* start QUOTED PASSAGE *

Transformer

Jun 8, 2022  

THIS IS A DRAFT v1 as of 9 June 2022. Posting it early. Beware of bugs/errors. Will remove this notice once they’re cleaned up. Will also post full code soon.

I present the transformer architecture from ground up in Julia in this post. While my main purpose is to understand it in all detail without relying on any framework, I’m also hoping to try this out a way to teach machine learning … i.e. assuming whole program gradient calculation as a primitive. I won’t be explaining the why of the transformer architecture – for which I refer to Jay Alammar’s awesome tutorial – but mostly the how.

Logistic regression example with Zygote

The Zygote library in Julia provides for whole program differentiation capability which, when combined with Julia’s across library type specialization and optimization facilities, makes for a great toolkit for gradient based ML.

Given a cost function cost() = ... that depends implicitly on parameters p1, p2 etc. given as vectors or matrices, we can calculate the gradient of the function w.r.t. the parameters using code like the following –

using Zygote
g = gradient(cost, Params([p1,p2]))
# Then access gradients using the param objects as keys
# g[p1], g[p2], ...

Once you can get hold of the gradient of a cost function, you can run an optimizer and update the parameters based on the calculated gradients to arrive at optimal values for the parameters.

To give a taste of this, let’s start with a simple logistic regression –

using Zygote

# An artificial fake classsifier to mimic
classify(x) = sum(x) < 1.0 ? [1.0, 0.0] : [0.0, 1.0]

# Simple synthetic training data.
x_train = [rand(Float32, 4) for i in 1:20]
y_train = [classify(x) for x in x_train]

# Linear weight matrix and bias
p = (W = rand(Float32, 2, 4),
     b = rand(Float32, 2))

# Predict using parameters.
# In this case, we're calculating cost for the whole
# dataset, but you can modify this same approach for
# batched calculations too (i.e. SGD instead of regular GD)
softmax(x) = let p = exp.(x); p ./ sum(p; dims=1); end

# The main model function
logisticregression(p, x) = softmax(p.W * x .+ p.b)

crossentropy(y, yhat) = -sum(y .* log(yhat .+ 1e-9))
cost() = sum([crossentropy(y_train[i], logisticregression(p, x_train[i]))
             for i in 1:length(x_train)])

# One step of gradient based iteration.
# You just need to keep repeating this until you have
# a good set of model parameters. Optionally, you can use
# available optimizers like ADAM as well.
g = gradient(cost, Params([p...]))

* end QUOTED PASSAGE *
* start DATASET RECORDS *

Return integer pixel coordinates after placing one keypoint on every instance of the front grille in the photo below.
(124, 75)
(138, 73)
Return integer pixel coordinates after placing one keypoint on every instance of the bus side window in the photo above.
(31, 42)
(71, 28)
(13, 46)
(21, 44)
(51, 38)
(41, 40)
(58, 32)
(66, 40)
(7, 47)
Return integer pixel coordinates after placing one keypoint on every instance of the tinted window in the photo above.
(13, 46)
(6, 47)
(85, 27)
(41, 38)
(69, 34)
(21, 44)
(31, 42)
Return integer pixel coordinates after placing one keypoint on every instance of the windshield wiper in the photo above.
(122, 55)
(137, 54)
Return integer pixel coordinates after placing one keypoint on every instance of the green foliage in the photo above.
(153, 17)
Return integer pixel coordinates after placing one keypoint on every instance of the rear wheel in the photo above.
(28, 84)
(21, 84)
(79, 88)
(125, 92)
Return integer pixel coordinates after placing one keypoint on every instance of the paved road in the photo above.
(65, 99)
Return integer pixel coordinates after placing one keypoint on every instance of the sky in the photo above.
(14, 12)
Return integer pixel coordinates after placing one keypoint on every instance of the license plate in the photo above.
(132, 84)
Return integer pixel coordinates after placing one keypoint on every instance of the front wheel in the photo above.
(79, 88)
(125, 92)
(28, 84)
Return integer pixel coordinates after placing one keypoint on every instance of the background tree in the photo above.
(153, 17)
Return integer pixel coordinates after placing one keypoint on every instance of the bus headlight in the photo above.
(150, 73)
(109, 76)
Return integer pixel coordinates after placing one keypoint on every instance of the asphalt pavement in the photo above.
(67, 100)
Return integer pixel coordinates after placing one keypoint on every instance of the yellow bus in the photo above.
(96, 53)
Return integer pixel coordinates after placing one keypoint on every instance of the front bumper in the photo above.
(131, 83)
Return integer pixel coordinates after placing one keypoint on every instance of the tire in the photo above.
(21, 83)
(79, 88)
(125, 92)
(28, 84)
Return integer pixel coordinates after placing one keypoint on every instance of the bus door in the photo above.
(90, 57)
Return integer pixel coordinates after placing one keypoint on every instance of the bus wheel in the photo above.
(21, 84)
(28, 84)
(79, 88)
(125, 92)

* end DATASET RECORDS *

■ JOB:
In the transformer post, which Julia library is said to provide whole program differentiation? Rely only on the transformer post to respond.

■ EXERCISE ANSWER:
The Zygote library.